§ YOUR TASK
Extract each line of the records below that contains the string "boat", and copy those lines in order.

§ DATA SHOWN

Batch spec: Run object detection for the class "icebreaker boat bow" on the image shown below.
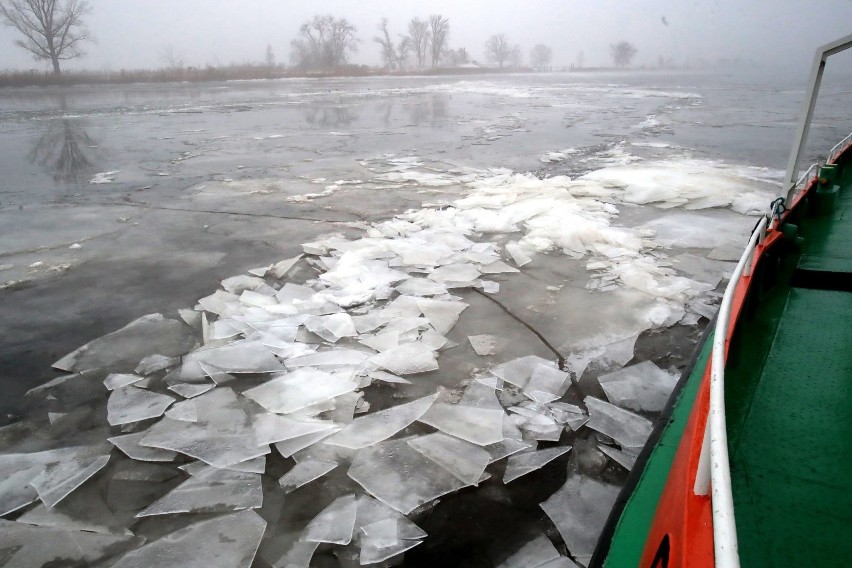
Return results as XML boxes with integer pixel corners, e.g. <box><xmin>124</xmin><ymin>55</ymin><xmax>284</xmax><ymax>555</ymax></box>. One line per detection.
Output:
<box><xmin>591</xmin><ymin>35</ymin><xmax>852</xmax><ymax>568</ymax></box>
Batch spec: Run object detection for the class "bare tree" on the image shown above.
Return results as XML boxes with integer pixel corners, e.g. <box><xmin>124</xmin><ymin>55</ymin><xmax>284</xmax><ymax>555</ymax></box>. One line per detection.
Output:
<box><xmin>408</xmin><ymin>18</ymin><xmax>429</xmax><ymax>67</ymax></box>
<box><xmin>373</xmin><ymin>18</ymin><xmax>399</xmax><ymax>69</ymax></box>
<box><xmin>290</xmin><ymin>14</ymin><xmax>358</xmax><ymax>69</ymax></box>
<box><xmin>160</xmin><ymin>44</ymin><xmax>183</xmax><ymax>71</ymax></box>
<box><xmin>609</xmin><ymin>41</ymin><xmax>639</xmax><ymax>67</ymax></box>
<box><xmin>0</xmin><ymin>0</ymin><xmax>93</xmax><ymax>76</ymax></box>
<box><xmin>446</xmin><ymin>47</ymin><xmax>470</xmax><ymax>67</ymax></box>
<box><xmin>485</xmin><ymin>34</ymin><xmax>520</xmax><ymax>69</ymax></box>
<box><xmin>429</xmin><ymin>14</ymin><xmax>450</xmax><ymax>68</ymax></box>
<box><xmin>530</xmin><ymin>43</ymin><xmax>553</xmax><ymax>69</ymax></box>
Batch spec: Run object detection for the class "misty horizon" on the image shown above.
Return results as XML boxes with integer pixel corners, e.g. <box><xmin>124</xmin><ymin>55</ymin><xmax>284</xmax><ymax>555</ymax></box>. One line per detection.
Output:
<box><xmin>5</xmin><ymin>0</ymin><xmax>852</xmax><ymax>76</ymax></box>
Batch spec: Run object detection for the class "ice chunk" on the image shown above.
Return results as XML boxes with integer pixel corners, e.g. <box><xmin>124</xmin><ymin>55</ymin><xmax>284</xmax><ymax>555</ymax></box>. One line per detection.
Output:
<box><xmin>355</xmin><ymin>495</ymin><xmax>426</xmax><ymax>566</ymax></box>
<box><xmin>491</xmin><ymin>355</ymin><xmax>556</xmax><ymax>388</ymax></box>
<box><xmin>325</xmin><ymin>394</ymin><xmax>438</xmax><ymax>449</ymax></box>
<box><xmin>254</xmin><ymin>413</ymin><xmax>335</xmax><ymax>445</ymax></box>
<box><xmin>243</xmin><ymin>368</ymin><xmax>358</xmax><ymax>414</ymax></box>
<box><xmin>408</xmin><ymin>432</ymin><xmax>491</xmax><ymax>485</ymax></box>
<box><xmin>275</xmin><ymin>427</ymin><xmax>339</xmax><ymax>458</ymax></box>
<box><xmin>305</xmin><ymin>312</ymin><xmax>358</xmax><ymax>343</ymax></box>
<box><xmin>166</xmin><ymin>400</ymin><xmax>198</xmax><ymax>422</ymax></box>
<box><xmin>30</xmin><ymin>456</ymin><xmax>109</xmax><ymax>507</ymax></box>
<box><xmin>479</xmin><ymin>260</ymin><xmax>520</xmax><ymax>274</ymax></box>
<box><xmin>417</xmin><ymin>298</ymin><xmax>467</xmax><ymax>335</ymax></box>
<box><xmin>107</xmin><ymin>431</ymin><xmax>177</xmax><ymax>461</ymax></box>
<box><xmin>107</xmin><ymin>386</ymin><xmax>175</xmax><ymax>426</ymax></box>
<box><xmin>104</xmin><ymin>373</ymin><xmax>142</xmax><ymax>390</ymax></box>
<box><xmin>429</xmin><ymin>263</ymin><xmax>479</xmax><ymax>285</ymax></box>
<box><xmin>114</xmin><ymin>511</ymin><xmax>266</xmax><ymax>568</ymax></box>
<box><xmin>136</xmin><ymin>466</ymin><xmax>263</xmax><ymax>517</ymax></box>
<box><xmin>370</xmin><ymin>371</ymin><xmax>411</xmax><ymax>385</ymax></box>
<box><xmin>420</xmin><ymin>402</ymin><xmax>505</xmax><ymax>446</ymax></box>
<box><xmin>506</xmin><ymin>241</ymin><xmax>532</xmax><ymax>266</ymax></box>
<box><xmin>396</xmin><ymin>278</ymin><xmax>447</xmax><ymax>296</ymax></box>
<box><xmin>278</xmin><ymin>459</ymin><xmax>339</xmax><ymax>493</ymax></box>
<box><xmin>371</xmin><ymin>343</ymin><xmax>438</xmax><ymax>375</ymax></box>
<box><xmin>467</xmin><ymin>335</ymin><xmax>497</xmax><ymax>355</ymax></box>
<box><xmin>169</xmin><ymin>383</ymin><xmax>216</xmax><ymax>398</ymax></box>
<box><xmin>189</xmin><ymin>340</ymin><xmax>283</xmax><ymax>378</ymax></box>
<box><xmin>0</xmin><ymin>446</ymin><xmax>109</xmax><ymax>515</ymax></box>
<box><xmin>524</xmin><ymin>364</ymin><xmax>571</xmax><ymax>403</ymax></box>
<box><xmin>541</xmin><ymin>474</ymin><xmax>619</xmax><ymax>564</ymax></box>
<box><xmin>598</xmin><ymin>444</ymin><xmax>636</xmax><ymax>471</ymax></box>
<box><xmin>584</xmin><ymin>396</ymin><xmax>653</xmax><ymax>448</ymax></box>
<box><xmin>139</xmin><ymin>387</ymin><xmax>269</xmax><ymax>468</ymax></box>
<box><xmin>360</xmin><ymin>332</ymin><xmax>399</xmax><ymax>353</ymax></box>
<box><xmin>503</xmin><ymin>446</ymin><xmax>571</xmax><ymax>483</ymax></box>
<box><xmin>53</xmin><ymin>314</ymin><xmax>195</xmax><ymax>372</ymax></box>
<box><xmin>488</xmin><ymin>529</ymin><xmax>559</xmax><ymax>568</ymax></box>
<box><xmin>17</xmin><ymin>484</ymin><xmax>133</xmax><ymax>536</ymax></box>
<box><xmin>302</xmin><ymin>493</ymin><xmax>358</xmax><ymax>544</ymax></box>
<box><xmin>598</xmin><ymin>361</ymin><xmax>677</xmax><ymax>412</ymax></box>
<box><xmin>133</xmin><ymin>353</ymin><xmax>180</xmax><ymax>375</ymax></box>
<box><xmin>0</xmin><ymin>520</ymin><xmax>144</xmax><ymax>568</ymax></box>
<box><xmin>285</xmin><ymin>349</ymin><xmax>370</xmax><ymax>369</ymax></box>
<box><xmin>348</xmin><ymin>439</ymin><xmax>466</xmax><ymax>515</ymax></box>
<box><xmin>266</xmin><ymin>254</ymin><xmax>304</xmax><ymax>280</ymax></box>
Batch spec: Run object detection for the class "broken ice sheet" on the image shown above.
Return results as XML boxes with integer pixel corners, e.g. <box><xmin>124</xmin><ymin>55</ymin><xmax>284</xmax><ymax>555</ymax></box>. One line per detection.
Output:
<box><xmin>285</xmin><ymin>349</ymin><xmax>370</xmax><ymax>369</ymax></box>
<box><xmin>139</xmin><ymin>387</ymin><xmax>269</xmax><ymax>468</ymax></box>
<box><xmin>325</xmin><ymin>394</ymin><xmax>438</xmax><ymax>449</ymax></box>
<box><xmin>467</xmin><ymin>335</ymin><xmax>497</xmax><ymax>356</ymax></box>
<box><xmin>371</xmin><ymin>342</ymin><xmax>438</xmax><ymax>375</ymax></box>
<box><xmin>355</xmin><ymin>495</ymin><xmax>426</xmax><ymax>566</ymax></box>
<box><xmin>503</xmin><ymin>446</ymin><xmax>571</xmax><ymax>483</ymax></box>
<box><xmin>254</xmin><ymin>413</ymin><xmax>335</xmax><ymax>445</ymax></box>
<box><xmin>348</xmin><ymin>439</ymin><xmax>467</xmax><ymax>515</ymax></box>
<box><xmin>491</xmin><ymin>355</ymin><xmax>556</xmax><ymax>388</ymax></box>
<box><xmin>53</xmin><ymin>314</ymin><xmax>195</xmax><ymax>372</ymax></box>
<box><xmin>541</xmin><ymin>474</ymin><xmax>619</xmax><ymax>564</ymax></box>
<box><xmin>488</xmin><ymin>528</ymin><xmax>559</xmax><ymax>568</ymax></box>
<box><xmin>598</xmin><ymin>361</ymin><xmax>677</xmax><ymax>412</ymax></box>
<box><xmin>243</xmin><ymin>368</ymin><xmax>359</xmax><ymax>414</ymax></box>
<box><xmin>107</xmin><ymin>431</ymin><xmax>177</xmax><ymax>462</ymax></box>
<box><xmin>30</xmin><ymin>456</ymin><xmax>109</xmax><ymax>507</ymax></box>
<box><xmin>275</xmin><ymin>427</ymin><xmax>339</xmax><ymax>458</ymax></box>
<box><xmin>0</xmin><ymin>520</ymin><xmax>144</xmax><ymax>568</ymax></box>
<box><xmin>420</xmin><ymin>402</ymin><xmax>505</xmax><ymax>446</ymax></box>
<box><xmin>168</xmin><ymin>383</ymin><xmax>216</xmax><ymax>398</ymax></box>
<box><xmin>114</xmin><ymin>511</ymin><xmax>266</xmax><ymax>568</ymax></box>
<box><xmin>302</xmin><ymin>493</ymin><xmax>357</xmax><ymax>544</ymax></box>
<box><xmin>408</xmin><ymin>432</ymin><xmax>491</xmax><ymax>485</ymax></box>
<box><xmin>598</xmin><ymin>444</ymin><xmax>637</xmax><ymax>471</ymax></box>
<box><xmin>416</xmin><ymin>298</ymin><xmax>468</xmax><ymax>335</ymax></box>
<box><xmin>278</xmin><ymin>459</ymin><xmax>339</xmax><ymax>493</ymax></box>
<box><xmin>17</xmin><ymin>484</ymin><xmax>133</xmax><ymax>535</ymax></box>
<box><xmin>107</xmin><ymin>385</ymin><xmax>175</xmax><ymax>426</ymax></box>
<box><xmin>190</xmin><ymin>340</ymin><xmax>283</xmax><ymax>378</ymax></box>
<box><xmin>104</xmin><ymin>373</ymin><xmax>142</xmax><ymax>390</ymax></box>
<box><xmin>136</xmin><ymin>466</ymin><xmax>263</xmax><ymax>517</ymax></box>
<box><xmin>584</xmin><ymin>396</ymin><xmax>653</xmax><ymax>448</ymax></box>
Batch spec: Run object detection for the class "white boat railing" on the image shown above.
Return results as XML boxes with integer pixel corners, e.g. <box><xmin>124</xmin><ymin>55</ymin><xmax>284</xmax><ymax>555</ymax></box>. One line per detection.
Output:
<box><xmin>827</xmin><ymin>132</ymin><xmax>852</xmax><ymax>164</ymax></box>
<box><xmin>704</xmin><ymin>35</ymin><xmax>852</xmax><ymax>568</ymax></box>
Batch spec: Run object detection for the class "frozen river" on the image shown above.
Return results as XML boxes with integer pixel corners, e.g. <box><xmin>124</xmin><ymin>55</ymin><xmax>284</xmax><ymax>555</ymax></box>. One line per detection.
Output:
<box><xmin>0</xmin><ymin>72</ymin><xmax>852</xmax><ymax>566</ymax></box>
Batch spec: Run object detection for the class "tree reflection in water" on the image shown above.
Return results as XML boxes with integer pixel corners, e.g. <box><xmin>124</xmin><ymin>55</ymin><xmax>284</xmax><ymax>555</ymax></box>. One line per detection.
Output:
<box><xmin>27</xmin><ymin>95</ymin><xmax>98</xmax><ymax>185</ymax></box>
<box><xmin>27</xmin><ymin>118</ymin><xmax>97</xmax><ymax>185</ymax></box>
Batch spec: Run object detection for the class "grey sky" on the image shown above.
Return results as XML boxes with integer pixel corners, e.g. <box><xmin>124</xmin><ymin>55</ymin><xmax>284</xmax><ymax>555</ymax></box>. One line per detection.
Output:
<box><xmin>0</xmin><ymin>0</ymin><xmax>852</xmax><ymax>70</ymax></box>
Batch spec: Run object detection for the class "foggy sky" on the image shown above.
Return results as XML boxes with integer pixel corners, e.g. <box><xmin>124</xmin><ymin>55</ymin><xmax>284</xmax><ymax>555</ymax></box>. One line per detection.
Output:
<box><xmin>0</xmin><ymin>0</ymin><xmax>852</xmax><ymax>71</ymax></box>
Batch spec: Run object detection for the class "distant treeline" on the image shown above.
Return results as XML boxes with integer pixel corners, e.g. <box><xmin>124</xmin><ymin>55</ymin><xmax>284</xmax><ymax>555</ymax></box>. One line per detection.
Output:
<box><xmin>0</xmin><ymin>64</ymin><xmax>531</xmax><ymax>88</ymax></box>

§ REPLY
Batch spec: Run object detection for the class "icebreaker boat bow" on the image shown below.
Batch spec: Run object detection for the class "white boat railing" on the image shown above.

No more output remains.